═══ Texte à lire

La couleur des sentiments COUP DE COEUR

01/12/2014 18:06


Chez les Blancs de Jackson, Mississippi, ce sont les Noires qui font le ménage, la cuisine et s'occupent des enfants. On est en 1962, les lois raciales font autorité. Une jeune bourgeoise blanche et deux bonnes noires. Peu croiraient à leur amitié, moins encore la toléreraient. Pourtant, poussées par une sourde envie de changer les choses, malgré la peur, elles vont unir leurs destins, et, en grand secret, écrire une histoire bouleversante.


Mon avis :


N'y allons pas par quatre chemin, ce petit pavé de 600 pages est un gros COUP DE CŒUR mais j'avoue qu'avant même de le commencer je me doutais d'ores et déjà que cette lecture allait me plaire. Je ne me doutais simplement pas qu'elle me tirerait des larmes d'émotion tant j'ai été touché par le sujet et par la manière dont l'auteure nous raconte cette infime partie de l'histoire de la ségrégation raciale aux Etats-Unis.

══════
═══ Matériel fourni

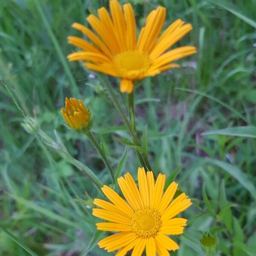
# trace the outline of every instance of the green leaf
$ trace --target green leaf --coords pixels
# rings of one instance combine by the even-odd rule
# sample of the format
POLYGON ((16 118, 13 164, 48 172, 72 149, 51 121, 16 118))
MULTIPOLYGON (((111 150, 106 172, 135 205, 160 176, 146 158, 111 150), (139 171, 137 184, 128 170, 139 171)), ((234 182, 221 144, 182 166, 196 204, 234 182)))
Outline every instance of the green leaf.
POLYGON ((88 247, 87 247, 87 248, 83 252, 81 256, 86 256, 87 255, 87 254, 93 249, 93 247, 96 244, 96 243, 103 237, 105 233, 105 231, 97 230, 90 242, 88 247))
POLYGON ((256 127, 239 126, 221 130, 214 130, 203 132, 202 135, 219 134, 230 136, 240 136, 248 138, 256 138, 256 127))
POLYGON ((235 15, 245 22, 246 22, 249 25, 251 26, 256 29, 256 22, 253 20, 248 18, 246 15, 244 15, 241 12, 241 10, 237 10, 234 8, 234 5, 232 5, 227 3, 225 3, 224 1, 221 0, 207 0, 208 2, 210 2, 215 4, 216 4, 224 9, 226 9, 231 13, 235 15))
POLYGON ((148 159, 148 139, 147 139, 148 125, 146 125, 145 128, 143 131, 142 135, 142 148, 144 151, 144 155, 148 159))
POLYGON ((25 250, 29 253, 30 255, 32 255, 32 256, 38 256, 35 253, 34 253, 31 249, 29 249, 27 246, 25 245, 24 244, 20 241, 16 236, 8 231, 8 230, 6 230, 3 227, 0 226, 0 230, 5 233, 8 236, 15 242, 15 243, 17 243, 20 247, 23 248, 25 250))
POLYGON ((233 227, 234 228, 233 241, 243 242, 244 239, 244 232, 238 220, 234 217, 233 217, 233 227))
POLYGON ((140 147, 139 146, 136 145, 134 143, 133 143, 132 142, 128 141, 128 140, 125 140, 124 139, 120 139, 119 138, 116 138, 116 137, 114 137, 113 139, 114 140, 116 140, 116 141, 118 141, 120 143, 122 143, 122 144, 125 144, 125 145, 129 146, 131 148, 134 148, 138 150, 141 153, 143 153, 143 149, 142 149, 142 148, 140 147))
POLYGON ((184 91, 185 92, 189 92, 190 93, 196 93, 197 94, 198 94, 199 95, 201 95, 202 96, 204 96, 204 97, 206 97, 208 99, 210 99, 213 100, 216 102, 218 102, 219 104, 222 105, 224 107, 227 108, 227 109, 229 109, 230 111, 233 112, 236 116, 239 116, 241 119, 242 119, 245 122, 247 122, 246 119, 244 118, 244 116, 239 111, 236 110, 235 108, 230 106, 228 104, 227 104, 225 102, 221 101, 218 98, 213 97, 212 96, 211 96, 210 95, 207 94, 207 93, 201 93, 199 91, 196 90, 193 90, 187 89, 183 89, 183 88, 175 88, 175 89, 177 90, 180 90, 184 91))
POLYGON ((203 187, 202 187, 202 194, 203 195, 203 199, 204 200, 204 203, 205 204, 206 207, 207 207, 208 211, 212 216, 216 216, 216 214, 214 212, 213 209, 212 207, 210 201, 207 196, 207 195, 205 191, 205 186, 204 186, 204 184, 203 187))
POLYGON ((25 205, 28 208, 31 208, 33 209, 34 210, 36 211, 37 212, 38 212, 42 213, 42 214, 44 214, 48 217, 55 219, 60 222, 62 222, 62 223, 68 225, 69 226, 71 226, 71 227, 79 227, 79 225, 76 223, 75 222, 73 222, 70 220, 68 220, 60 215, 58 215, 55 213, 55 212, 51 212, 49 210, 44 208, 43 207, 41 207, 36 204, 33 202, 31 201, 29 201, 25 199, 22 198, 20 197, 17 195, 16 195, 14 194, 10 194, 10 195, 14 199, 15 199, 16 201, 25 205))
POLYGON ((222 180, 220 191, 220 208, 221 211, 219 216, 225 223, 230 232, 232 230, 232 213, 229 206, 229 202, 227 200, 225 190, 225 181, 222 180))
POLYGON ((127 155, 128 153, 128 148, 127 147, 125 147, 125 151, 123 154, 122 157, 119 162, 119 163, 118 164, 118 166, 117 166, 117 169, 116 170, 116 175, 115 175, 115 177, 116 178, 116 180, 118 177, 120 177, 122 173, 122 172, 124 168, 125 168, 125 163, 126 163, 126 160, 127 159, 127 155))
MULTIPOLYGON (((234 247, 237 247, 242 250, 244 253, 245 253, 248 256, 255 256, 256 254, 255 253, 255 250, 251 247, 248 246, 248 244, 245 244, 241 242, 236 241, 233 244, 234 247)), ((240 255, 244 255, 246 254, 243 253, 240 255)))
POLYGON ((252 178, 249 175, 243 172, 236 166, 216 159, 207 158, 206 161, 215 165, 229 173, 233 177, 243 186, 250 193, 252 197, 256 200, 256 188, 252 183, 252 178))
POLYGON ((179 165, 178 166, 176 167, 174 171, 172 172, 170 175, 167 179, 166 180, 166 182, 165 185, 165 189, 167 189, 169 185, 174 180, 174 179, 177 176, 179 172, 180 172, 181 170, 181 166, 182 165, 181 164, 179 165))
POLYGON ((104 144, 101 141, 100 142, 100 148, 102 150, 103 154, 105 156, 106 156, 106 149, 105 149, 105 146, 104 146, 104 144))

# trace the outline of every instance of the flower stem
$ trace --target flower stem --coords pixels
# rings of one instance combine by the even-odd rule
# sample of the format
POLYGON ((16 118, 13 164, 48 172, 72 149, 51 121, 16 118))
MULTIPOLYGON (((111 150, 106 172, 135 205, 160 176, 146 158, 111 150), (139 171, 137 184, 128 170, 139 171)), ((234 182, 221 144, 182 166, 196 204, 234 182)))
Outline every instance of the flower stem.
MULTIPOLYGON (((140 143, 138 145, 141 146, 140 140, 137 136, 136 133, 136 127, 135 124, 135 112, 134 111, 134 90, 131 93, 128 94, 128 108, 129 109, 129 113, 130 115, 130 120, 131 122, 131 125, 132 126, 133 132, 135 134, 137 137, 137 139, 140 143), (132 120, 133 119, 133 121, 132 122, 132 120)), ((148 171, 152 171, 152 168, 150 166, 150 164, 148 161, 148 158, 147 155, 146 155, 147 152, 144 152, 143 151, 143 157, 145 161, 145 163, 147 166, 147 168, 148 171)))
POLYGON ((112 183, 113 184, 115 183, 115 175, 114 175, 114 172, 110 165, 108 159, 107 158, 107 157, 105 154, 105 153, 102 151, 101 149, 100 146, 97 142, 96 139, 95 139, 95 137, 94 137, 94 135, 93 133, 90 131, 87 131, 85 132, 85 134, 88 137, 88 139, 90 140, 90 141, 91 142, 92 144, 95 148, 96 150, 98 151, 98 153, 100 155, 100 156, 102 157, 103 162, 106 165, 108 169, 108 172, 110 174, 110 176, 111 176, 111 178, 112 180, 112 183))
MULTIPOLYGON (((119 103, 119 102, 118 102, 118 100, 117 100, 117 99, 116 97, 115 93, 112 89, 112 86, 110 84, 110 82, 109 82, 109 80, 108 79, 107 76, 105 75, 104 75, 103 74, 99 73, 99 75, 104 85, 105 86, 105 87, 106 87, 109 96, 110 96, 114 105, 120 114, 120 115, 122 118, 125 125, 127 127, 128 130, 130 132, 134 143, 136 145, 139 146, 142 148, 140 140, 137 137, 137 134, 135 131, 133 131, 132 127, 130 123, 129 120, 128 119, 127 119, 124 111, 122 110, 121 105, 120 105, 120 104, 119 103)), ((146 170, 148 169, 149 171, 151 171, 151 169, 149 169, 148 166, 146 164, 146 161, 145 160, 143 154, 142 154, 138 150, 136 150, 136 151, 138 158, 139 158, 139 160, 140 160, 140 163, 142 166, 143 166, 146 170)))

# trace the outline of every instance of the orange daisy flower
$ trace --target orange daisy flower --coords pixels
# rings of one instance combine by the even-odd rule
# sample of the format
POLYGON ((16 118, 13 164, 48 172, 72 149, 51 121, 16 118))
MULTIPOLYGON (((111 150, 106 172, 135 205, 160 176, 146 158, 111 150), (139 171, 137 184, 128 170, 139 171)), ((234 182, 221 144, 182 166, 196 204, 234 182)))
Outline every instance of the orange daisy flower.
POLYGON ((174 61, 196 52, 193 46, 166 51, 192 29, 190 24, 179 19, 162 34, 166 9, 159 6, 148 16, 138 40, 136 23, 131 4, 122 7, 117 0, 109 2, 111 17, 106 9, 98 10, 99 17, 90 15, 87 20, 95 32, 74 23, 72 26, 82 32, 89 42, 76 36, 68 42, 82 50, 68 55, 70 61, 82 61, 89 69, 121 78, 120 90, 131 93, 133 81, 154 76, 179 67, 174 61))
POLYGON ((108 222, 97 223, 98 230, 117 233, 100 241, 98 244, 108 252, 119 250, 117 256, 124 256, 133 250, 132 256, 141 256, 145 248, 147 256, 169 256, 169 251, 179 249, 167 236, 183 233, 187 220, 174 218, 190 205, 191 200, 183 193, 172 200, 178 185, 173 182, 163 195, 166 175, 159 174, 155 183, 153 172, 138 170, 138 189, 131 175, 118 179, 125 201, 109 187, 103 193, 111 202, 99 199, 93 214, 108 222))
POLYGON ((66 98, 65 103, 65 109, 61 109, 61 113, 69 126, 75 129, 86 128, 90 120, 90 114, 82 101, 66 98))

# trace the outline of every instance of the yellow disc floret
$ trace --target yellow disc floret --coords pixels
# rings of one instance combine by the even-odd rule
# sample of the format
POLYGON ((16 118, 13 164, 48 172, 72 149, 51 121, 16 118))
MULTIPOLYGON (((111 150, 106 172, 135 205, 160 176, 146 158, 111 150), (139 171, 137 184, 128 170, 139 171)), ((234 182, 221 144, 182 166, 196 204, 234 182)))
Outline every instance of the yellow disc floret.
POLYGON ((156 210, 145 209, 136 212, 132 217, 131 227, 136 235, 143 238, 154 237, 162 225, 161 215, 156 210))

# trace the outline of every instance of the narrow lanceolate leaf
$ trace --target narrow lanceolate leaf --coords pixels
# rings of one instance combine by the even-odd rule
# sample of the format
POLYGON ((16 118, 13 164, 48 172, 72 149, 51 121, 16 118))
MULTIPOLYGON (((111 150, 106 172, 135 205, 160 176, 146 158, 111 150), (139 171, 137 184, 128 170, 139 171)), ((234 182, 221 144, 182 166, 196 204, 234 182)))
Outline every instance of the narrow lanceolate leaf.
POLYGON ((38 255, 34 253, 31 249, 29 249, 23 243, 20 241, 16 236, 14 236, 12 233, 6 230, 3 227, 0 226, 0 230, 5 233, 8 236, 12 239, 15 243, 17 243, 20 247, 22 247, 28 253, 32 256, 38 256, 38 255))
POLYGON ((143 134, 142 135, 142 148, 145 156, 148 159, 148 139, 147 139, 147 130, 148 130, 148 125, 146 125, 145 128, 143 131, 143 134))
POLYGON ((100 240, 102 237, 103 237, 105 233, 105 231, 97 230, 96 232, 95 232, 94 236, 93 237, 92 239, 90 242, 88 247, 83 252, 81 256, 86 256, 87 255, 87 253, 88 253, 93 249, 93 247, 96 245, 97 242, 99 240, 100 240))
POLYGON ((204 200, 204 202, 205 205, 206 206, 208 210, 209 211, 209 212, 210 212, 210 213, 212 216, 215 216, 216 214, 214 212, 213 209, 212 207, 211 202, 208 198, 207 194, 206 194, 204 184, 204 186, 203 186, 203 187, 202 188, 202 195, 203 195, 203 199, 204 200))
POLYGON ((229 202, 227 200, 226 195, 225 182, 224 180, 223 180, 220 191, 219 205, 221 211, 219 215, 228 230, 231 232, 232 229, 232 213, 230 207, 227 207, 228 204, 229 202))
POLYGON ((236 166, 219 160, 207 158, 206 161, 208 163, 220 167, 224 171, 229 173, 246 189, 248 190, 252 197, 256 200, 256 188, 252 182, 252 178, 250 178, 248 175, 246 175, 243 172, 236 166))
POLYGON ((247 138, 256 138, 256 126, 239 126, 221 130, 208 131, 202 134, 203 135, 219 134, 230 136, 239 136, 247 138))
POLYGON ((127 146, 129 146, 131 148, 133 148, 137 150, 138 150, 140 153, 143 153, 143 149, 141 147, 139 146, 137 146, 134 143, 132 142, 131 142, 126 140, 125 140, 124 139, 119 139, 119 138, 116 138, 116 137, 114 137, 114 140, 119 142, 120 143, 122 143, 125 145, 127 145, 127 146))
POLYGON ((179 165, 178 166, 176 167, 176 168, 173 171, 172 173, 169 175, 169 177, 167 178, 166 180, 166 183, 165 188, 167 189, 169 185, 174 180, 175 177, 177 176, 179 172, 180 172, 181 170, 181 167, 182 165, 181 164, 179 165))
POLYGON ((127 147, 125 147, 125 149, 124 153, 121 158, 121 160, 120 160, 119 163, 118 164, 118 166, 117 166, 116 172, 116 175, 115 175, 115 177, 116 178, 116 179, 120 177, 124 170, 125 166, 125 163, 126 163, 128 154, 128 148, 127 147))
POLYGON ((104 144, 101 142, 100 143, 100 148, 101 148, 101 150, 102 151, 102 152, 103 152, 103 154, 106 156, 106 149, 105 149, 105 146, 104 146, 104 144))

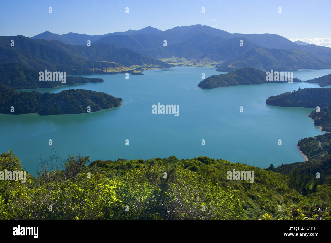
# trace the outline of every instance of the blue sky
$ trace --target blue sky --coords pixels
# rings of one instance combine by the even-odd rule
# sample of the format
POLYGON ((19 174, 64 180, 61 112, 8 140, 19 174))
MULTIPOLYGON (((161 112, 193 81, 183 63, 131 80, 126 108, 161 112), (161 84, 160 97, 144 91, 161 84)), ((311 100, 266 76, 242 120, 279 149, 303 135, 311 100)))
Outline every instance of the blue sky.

══════

▸ Consignes de l'exercice:
1. En quelle année se déroule l'histoire présentée dans le texte sur La couleur des sentiments ?
2. Recopiez le passage du texte sur La couleur des sentiments qui commence par « Chez les Blancs » et va jusqu'à « raciale aux Etats-Unis. ».
3. Rédigez la suite du texte sur La couleur des sentiments, à partir de sa dernière phrase.
Le matériel fourni est distinct du texte.

▸ Réponses fournies:
1. En 1962.

2.
Chez les Blancs de Jackson, Mississippi, ce sont les Noires qui font le ménage, la cuisine et s'occupent des enfants. On est en 1962, les lois raciales font autorité. Une jeune bourgeoise blanche et deux bonnes noires. Peu croiraient à leur amitié, moins encore la toléreraient. Pourtant, poussées par une sourde envie de changer les choses, malgré la peur, elles vont unir leurs destins, et, en grand secret, écrire une histoire bouleversante.


Mon avis :


N'y allons pas par quatre chemin, ce petit pavé de 600 pages est un gros COUP DE CŒUR mais j'avoue qu'avant même de le commencer je me doutais d'ores et déjà que cette lecture allait me plaire. Je ne me doutais simplement pas qu'elle me tirerait des larmes d'émotion tant j'ai été touché par le sujet et par la manière dont l'auteure nous raconte cette infime partie de l'histoire de la ségrégation raciale aux Etats-Unis.

3.
Commençons par la couverture qui ne peut qu'attirer le regard. Deux bonnes noires en uniforme qui entourent une petite fille blanche. La photographie est en sépia et seules les bonnes sont en couleur ainsi que la robe rose de la petite fille. C'est ça « La couleur des sentiments ». Un monde où ce sont les couleurs qui ont de l'importance davantage que l'humain. Tout au long du livre on constate que les couleurs sont au centre de tout. La couleur de la peau, celle des vêtements... Pourquoi accorder tant d'importance à l'apparence alors que comme le raconte Aibilenn à la petite Mae Mobley dans ses histoires, la couleur des gens ne compte pas. Bref un titre accrocheur et une couverture qui donne envie d'en savoirdavantage.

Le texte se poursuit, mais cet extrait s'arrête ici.